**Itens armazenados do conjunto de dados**
╭──
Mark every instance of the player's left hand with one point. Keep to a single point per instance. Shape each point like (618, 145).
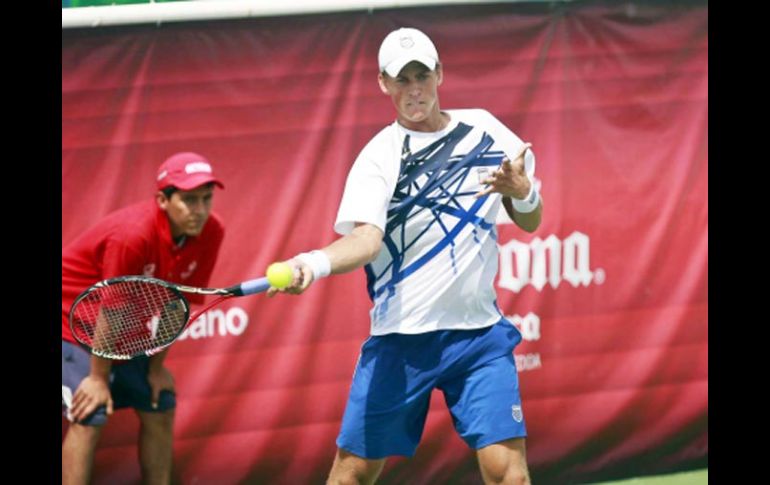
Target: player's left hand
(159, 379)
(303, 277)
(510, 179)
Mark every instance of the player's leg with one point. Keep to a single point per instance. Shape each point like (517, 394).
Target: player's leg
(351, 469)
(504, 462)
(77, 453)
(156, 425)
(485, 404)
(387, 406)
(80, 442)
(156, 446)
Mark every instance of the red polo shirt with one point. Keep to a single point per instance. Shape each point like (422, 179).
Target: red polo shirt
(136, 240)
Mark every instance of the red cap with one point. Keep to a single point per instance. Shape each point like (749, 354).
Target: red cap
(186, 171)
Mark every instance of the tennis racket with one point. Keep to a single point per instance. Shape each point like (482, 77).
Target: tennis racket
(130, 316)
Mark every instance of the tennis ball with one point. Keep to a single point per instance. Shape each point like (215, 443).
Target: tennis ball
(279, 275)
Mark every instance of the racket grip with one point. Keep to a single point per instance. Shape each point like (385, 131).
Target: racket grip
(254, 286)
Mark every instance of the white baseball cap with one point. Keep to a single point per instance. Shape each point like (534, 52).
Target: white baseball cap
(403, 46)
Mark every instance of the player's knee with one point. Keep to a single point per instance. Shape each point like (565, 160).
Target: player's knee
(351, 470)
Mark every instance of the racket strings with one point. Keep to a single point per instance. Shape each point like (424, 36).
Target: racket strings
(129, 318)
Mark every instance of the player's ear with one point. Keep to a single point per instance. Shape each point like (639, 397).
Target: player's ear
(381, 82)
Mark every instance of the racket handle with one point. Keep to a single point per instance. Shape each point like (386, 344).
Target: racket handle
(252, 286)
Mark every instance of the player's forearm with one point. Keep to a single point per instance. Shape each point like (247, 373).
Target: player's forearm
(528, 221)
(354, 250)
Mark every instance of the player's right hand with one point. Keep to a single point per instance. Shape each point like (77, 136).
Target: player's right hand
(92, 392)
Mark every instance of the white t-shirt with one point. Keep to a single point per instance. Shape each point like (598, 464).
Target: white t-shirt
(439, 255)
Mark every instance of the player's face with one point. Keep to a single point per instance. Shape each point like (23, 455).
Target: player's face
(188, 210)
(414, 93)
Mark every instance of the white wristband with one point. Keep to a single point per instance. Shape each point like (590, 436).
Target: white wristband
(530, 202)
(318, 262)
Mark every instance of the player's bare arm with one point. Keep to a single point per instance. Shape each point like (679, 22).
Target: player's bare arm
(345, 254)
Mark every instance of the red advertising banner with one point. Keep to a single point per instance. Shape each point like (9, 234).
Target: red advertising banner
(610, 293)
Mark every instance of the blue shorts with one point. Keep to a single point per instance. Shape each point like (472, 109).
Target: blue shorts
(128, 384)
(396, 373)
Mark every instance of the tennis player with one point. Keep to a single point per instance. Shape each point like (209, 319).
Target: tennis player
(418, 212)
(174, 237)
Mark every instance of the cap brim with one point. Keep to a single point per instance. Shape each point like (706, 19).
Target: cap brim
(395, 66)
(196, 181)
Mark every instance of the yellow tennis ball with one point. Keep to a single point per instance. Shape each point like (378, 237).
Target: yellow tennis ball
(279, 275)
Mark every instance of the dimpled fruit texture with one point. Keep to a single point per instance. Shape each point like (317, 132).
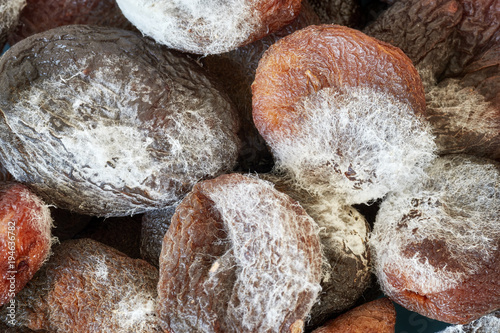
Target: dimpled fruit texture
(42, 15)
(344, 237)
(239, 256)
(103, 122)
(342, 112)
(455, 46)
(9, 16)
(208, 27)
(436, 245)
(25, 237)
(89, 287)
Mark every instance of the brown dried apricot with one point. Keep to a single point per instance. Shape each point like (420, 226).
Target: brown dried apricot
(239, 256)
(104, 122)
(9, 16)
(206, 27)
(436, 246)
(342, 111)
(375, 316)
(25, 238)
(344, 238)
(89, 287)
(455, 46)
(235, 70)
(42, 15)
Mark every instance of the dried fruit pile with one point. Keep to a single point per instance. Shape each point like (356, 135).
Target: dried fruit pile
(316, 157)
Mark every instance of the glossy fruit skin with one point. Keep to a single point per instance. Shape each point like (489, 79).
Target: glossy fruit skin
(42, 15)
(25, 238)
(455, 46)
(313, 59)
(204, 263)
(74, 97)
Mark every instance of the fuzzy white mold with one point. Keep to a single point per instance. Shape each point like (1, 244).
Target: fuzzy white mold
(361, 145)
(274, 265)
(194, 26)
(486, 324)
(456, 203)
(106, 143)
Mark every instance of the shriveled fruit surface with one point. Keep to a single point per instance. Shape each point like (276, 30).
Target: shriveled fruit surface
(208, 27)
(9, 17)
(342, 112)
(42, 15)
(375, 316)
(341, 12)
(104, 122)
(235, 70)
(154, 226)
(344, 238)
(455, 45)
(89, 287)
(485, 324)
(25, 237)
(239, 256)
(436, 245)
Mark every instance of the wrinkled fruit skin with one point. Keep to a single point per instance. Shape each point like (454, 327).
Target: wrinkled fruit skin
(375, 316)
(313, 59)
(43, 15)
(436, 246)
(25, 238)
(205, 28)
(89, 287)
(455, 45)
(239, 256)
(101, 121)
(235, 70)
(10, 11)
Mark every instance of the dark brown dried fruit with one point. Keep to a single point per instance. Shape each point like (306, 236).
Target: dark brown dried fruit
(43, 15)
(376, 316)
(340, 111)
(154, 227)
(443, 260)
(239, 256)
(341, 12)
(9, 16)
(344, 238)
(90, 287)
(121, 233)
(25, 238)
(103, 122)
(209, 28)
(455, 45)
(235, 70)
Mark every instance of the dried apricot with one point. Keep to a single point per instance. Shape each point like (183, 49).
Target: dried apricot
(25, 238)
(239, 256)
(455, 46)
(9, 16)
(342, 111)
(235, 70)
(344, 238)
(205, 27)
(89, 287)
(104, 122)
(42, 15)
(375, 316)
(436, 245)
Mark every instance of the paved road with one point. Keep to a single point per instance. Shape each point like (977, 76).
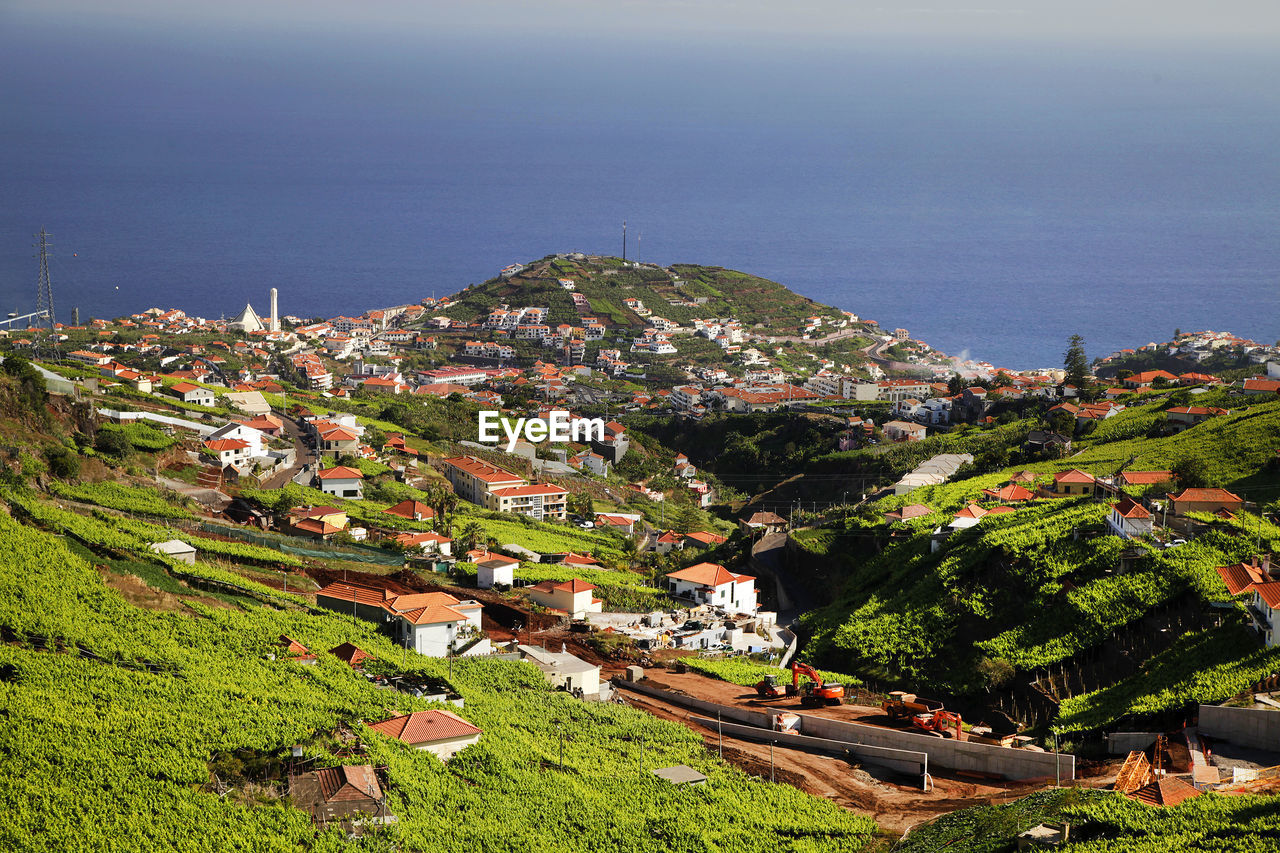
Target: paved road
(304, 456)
╰──
**Tarefa proposta**
Reproduza todos os registros, renomeando "Target" como "Object" e sem alterar mais nada. Deixe as imagens fora da resposta.

**Resposta da tarefa**
Mark every instance of the player's left hand with one point. Keep to a single point per instance. Shape each point like (618, 145).
Object: player's left hand
(159, 379)
(303, 277)
(510, 179)
Mark every instance of the player's leg with one point. Keep to a single point per instance. Shape each point like (517, 394).
Object: player's leg
(351, 469)
(504, 462)
(77, 453)
(156, 425)
(485, 404)
(387, 406)
(80, 442)
(156, 446)
Mark every instance of the red polo shirt with one point. Keep to a single point per instance. Shape each point like (422, 179).
Object: red polo shirt
(136, 240)
Mark every instance of the red cap with one point. Keep to a single point per instance. Shape each point like (749, 354).
Object: red cap
(186, 171)
Mark every instance of the tennis racket with one point. Keep to a single point per instance. Shape each point like (482, 77).
Object: tennis racket
(130, 316)
Mark every instance of the tennis ball with one point. Keep to a single point per instance. Shape each point like (215, 443).
Object: tennis ball
(279, 275)
Mark every instance of the racket grip with one point. Keep to a single point per instance. Shape each point like (385, 131).
Object: racket grip
(254, 286)
Mark every instance of the white baseball cap with one point. Keep to a single point per instance. Shape each point like (534, 52).
Object: white baseball cap
(403, 46)
Mark every instance of the player's knee with one point. Keep to a single point per instance. Shape each point like (565, 160).
Object: player's knee
(351, 470)
Mark every instance of the racket strings with one point. Keep to a single point per instance. Shape each point like (424, 36).
Object: racket strings
(129, 318)
Mark every instance of the player's ear with one point. Keep to a single point per instance. Shape each point like (639, 397).
Object: player's ear
(381, 82)
Mark every instance of the racket handle with one point. Keep to a single point per instance. Shape each point like (386, 344).
Object: racket handle
(252, 286)
Mark every instance of the player's forearm with one point. Keep to a single point per instance. Shape each point like (247, 373).
Object: player's forearm
(528, 221)
(354, 250)
Mark every instance of the player's right hand with one point. Keep to a single point per instance. Shape each point like (77, 136).
Object: player's right hand
(92, 392)
Mark every instance of the white t-shirt with one point. Keep to a single point per instance. Shape each point like (598, 464).
Object: white t-shirt
(439, 255)
Mark every instance of the player's face with one point. Keep to a single point per instance. Shape each point like (23, 455).
Object: player's face
(188, 210)
(414, 93)
Mark every instance of the white wristband with one point. Keep to a single point per instance. Shape each point like (590, 436).
Object: white wristband
(530, 202)
(318, 262)
Mark every instance of the player's bare arm with one point. Keep to a single point per instance. Shape each point like (679, 22).
Object: player's bare arm
(345, 254)
Mark every instance of the red advertising banner with one point. Keep to a single point per instance. Shape each point like (9, 234).
Object: red advertising banner
(610, 293)
Mark every instance of the blue shorts with one point. Keep to a single point per instance. Shape each point like (472, 109).
Object: blue shorts
(128, 384)
(396, 373)
Mark every instance of the tennis player with one point. Keep to a single point per instance. Shape each point like (209, 319).
Object: tennis player
(418, 212)
(174, 237)
Mark every instance of the cap brim with one point. Keep to a single point per instance. Shape each point like (706, 19).
Object: cap brim
(395, 66)
(196, 181)
Mark every instance of the yellow tennis ball with one point. Keep to a single point per instance. Shape each point like (378, 237).
Object: yellow tennis ball
(279, 275)
Mark every instance of the dimpled fruit texture with one point. Keep to a single point per instance. Shape each point like (317, 132).
Object: dimpled fruit texture
(42, 15)
(344, 237)
(239, 256)
(103, 122)
(342, 112)
(455, 46)
(9, 16)
(208, 27)
(436, 245)
(25, 237)
(89, 287)
Mark every instance of the brown dried apricot with one point. Keep to a single point per instance. Shape each point like (420, 226).
Object: brown dried apricot
(239, 256)
(104, 122)
(9, 16)
(206, 27)
(436, 246)
(342, 111)
(375, 316)
(25, 238)
(344, 238)
(89, 287)
(455, 46)
(235, 70)
(42, 15)
Mark every instance of the dried fruit pile with one point. Keep to a single point per instance. Shape each point like (356, 135).
Object: dried fruit pile
(316, 157)
Mark every instance of the glossy fruit skin with one point. Keep to a single point per instance. Shape each point like (489, 79).
Object: glossy fruit skin
(42, 15)
(25, 238)
(455, 46)
(313, 59)
(204, 263)
(74, 97)
Mark every instance of the fuzzy white mold with one point. Keep to a single point per instance. Shape each point like (1, 244).
Object: fuzzy white mold
(361, 145)
(274, 265)
(194, 26)
(486, 324)
(456, 203)
(106, 143)
Mark every instance of the shriveled fruit surface with one point. Keep to a single point per instance. Shape each point like (276, 30).
Object: shriveled fruit surface
(208, 27)
(9, 17)
(342, 112)
(42, 15)
(375, 316)
(341, 12)
(104, 122)
(235, 70)
(154, 226)
(344, 238)
(455, 45)
(89, 287)
(485, 324)
(25, 237)
(239, 256)
(436, 245)
Mark every instance of the wrinkled fruit skin with one point. Keep to a single point per instance. Shape each point like (454, 327).
Object: wrinkled fruit skin
(375, 316)
(313, 59)
(43, 15)
(436, 246)
(25, 238)
(205, 28)
(89, 287)
(455, 45)
(239, 256)
(101, 121)
(235, 70)
(10, 11)
Mark every instance of the dark brown dried fruit with one point. Keep to a single point per instance. Shape each point like (306, 236).
Object: dark brown dried fruit
(43, 15)
(376, 316)
(340, 111)
(154, 227)
(443, 260)
(239, 256)
(341, 12)
(9, 16)
(344, 238)
(90, 287)
(121, 233)
(25, 238)
(103, 122)
(209, 28)
(455, 45)
(235, 70)
Mark every instance of the dried apricot with one point. Keep to a single point per instance. Shape each point like (183, 49).
Object: dried apricot
(25, 238)
(239, 256)
(455, 46)
(9, 16)
(342, 111)
(235, 70)
(344, 238)
(205, 27)
(89, 287)
(104, 122)
(42, 15)
(375, 316)
(436, 245)
Mark every instance of the paved road with one point. Keep to a single point per instance. Shape each point like (977, 76).
Object: paved road
(304, 456)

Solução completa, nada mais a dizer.